TEXT
*****
Exec Workload: /api/v1/exec⚓︎

Create a workload, then start every workflow in the workload.

Except for the different WFL URI, the request and response are the same as for Create Workload above.

curl --location --request POST \
https://gotc-prod-wfl.gotc-prod.broadinstitute.org/api/v1/exec \
... and so on ...

Query Workload: /api/v1/workload?uuid=<uuid>⚓︎

Query WFL for a workload by its UUID.

curl --location --request GET \
https://gotc-prod-wfl.gotc-prod.broadinstitute.org/api/v1/workload?uuid=efb00901-378e-4365-86e7-edd0fbdaaab2 \
--header 'Authorization: Bearer '$(gcloud auth print-access-token)

A successful response from /api/v1/workload is always an array of workload objects, but specifying a UUID returns only one.

[
 {
   "commit": "477bb195c40cc5f5afb81ca1b57e97c9cc18fa2c",
   "created": "2021-04-05T16:02:31Z",
   "creator": "tbl@broadinstitute.org",
   "executor": "https://cromwell-gotc-auth.gotc-prod.broadinstitute.org",
   "output": "gs://broad-prod-somatic-genomes-output",
   "pipeline": "GDCWholeGenomeSomaticSingleSample",
   "project": "PO-1234",
   "release": "GDCWholeGenomeSomaticSingleSample_v1.1.0",
   "started": "2021-04-05T16:02:32Z",
   "uuid": "efb00901-378e-4365-86e7-edd0fbdaaab2",
   "version": "0.7.0",
   "wdl": "pipelines/broad/dna_seq/somatic/single_sample/wgs/gdc_genome/GDCWholeGenomeSomaticSingleSample.wdl"
*****
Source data

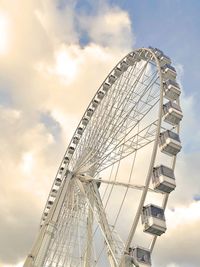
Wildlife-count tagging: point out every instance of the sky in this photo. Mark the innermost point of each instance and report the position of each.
(54, 54)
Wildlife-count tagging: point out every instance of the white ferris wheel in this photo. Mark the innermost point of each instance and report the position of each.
(117, 169)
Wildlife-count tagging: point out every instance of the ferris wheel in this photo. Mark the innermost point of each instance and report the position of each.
(117, 169)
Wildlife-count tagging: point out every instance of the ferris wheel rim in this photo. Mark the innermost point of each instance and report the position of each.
(155, 141)
(136, 51)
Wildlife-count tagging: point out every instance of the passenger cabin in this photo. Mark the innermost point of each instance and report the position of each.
(53, 193)
(95, 103)
(171, 90)
(164, 60)
(71, 150)
(124, 65)
(112, 79)
(172, 113)
(169, 143)
(58, 182)
(142, 256)
(158, 52)
(85, 121)
(100, 95)
(169, 72)
(80, 130)
(90, 111)
(106, 86)
(75, 140)
(130, 60)
(117, 72)
(153, 220)
(66, 160)
(163, 179)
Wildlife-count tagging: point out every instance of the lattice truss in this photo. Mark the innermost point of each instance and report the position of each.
(85, 222)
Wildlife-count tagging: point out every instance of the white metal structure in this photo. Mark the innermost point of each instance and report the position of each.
(104, 182)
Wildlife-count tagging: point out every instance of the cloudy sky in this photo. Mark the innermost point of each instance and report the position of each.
(53, 56)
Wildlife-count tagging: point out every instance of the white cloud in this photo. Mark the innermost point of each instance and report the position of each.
(45, 71)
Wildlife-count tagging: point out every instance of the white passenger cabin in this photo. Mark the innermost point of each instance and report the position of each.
(130, 59)
(172, 113)
(163, 179)
(124, 65)
(153, 220)
(142, 256)
(171, 90)
(112, 79)
(106, 86)
(169, 72)
(164, 60)
(169, 143)
(117, 72)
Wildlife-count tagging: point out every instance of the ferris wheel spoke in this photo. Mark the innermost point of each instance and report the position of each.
(110, 116)
(135, 108)
(120, 127)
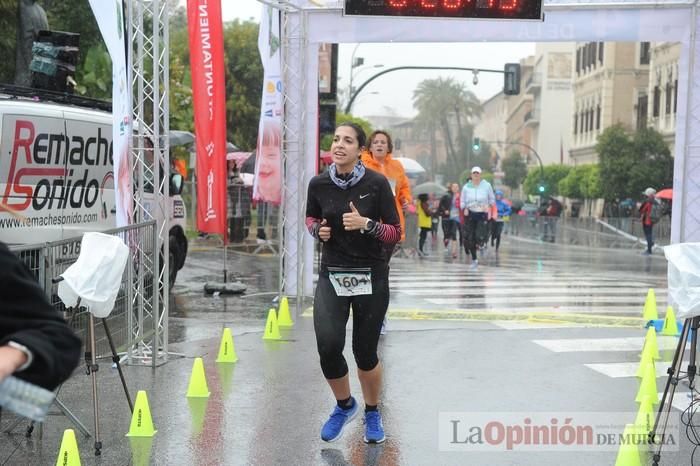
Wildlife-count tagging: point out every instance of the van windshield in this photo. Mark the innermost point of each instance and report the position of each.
(53, 45)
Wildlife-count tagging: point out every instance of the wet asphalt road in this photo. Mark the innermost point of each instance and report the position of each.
(268, 407)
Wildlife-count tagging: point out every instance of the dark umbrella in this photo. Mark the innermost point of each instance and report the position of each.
(249, 165)
(429, 188)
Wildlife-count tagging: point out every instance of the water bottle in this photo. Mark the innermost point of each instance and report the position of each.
(25, 399)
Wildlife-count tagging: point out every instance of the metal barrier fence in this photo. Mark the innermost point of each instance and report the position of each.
(251, 224)
(618, 232)
(130, 322)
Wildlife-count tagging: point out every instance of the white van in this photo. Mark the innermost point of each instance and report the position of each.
(56, 172)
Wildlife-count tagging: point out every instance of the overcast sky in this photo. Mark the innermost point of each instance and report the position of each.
(393, 92)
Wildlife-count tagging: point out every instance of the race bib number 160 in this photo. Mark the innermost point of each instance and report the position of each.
(355, 282)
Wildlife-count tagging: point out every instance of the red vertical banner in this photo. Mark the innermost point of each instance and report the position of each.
(206, 40)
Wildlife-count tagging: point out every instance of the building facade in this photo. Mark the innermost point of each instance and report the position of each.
(608, 80)
(551, 91)
(491, 126)
(660, 102)
(519, 111)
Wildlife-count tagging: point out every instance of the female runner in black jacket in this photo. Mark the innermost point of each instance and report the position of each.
(352, 211)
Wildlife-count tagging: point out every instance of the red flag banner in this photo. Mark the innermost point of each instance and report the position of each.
(208, 94)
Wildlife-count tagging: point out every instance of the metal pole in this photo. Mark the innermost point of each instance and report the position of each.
(372, 78)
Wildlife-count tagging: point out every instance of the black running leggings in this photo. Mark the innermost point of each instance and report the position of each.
(475, 232)
(331, 313)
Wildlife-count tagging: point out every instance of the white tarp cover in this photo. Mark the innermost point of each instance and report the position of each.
(684, 278)
(96, 276)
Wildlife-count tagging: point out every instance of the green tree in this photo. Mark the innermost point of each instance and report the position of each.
(552, 175)
(630, 163)
(244, 79)
(447, 106)
(582, 182)
(591, 183)
(8, 37)
(515, 170)
(95, 79)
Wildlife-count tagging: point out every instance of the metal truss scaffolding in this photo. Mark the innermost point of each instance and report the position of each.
(148, 51)
(293, 154)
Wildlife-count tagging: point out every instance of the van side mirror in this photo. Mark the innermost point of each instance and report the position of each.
(176, 183)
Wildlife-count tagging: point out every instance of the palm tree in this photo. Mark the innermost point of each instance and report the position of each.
(447, 105)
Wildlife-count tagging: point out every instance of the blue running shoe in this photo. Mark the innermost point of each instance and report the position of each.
(332, 430)
(374, 429)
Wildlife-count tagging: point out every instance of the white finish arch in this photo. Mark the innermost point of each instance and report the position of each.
(564, 21)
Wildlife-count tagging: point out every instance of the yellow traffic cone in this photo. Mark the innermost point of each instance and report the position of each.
(651, 344)
(68, 454)
(670, 324)
(141, 450)
(645, 417)
(646, 360)
(198, 381)
(628, 454)
(141, 422)
(650, 312)
(227, 352)
(284, 319)
(272, 329)
(648, 389)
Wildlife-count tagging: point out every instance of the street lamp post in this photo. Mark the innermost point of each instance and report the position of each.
(356, 63)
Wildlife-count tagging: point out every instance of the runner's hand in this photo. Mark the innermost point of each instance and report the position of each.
(353, 220)
(324, 233)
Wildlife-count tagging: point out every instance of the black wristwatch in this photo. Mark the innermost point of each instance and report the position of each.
(369, 225)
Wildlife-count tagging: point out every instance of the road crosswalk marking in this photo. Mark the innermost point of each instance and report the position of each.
(452, 288)
(579, 345)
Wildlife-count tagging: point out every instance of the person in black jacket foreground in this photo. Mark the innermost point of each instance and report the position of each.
(352, 212)
(36, 344)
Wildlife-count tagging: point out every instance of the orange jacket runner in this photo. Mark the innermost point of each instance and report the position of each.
(394, 172)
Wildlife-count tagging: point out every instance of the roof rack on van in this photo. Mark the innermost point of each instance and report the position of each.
(13, 91)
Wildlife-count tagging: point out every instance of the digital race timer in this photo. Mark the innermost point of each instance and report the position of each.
(487, 9)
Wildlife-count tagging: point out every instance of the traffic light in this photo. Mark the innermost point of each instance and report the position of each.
(511, 79)
(476, 144)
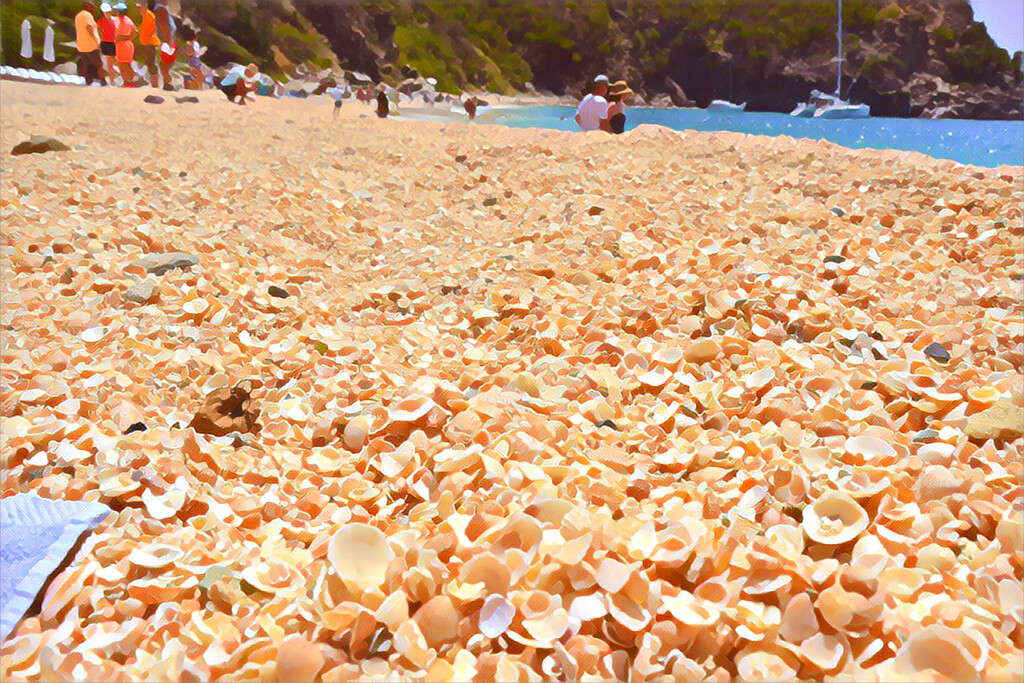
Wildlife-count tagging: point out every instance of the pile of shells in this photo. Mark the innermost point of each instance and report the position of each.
(654, 413)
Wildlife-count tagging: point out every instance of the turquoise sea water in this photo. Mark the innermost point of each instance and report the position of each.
(979, 142)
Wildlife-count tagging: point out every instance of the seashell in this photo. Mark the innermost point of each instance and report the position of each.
(356, 432)
(824, 652)
(412, 409)
(438, 621)
(155, 556)
(655, 378)
(702, 350)
(799, 621)
(853, 602)
(496, 615)
(691, 610)
(766, 664)
(274, 578)
(937, 482)
(158, 591)
(486, 569)
(834, 518)
(670, 357)
(298, 659)
(359, 555)
(869, 449)
(955, 654)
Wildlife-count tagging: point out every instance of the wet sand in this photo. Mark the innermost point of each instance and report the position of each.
(667, 406)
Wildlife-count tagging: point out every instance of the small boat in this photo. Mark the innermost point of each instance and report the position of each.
(823, 105)
(725, 107)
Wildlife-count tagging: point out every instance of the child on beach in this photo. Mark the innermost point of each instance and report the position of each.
(338, 93)
(195, 51)
(148, 42)
(124, 52)
(168, 48)
(240, 87)
(617, 94)
(108, 34)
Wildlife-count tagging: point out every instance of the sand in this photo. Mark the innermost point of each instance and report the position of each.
(667, 406)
*****
EXERCISE INSTRUCTIONS
A: List every curl option, written with two leading dashes, that appears in the WFL workload API text.
B: Using the WFL workload API text, decide whether each statement is true: (i) A successful response from /api/v1/workload is always an array. (ii) The exec request differs from the Create Workload request in more than its URI. (iii) The workload query is sent as a GET request. Answer yes or no for each and quote the words that decide it.
C: Pick up the WFL workload API text from the point where it stops, and keep it going.
The lines have no part in any of this.

ANSWERS FOR THE TASKS
A: --location, --request, --header

B:
(i) Yes: "A successful response from /api/v1/workload is always an array of workload objects"
(ii) No: "Except for the different WFL URI, the request and response are the same as for Create Workload above."
(iii) Yes: "--request GET"

C:
 }
]

Query Workload with project: /api/v1/workload?project=<project>⚓︎

Query WFL for all workloads with a specified project label.

curl --location --request GET \
/api/v1/workload?project=wgs-dev \
https://gotc-prod-wfl.gotc-prod.broadinstitute.org/api/v1/workload?project=PO-1234 \
--header 'Authorization: Bearer '$(gcloud auth print-access-token)

The response is the same as when specifying a UUID, except the array may contain multiple workload objects that share the same project value.

Note

A request to the /api/v1/workload endpoint without a project or uuid parameter returns all of the workloads that WFL knows about. That response might be large and take a while to process.

List workflows managed by the workload GET /api/v1/workload/{uuid}/workflows⚓︎

curl -X GET '/api/v1/workload/efb00901-378e-4365-86e7-edd0fbdaaab2/workflows' \
     -H 'Authorization: Bearer '$(gcloud auth print-access-token)

A successful response from /api/v1/workload/{uuid}/workload is always an array of Cromwell workflows with their statuses.

[{
      "status": "Submitted",
      "updated": "2021-04-05T16:02:32Z",
      "uuid": "8c1f586e-036b-4690-87c2-2af5d7e00450",
      "inputs": {
          "base_file_name": "27B-6",
          "contamination_vcf": "gs://gatk-best-practices/somatic-hg38/small_exac_common_3.hg38.vcf.gz",
          "contamination_vcf_index": "gs://gatk-best-practices/somatic-hg38/small_exac_common_3.hg38.vcf.gz.tbi",
          "cram_ref_fasta": "gs://gcp-public-data--broad-references/hg38/v0/Homo_sapiens_assembly38.fasta",
          "cram_ref_fasta_index": "gs://gcp-public-data--broad-references/hg38/v0/Homo_sapiens_assembly38.fasta.fai",
          "dbsnp_vcf": "gs://gcp-public-data--broad-references/hg38/v0/gdc/dbsnp_144.hg38.vcf.gz",
          "dbsnp_vcf_index": "gs://gcp-public-data--broad-references/hg38/v0/gdc/dbsnp_144.hg38.vcf.gz.tbi",
          "input_cram": "gs://broad-gotc-prod-storage/pipeline/PO-1234/27B-6/v1/27B-6.cram"
      },
      "options": {
          "monitoring_script": "gs://broad-gotc-prod-storage/scripts/monitoring_script.sh"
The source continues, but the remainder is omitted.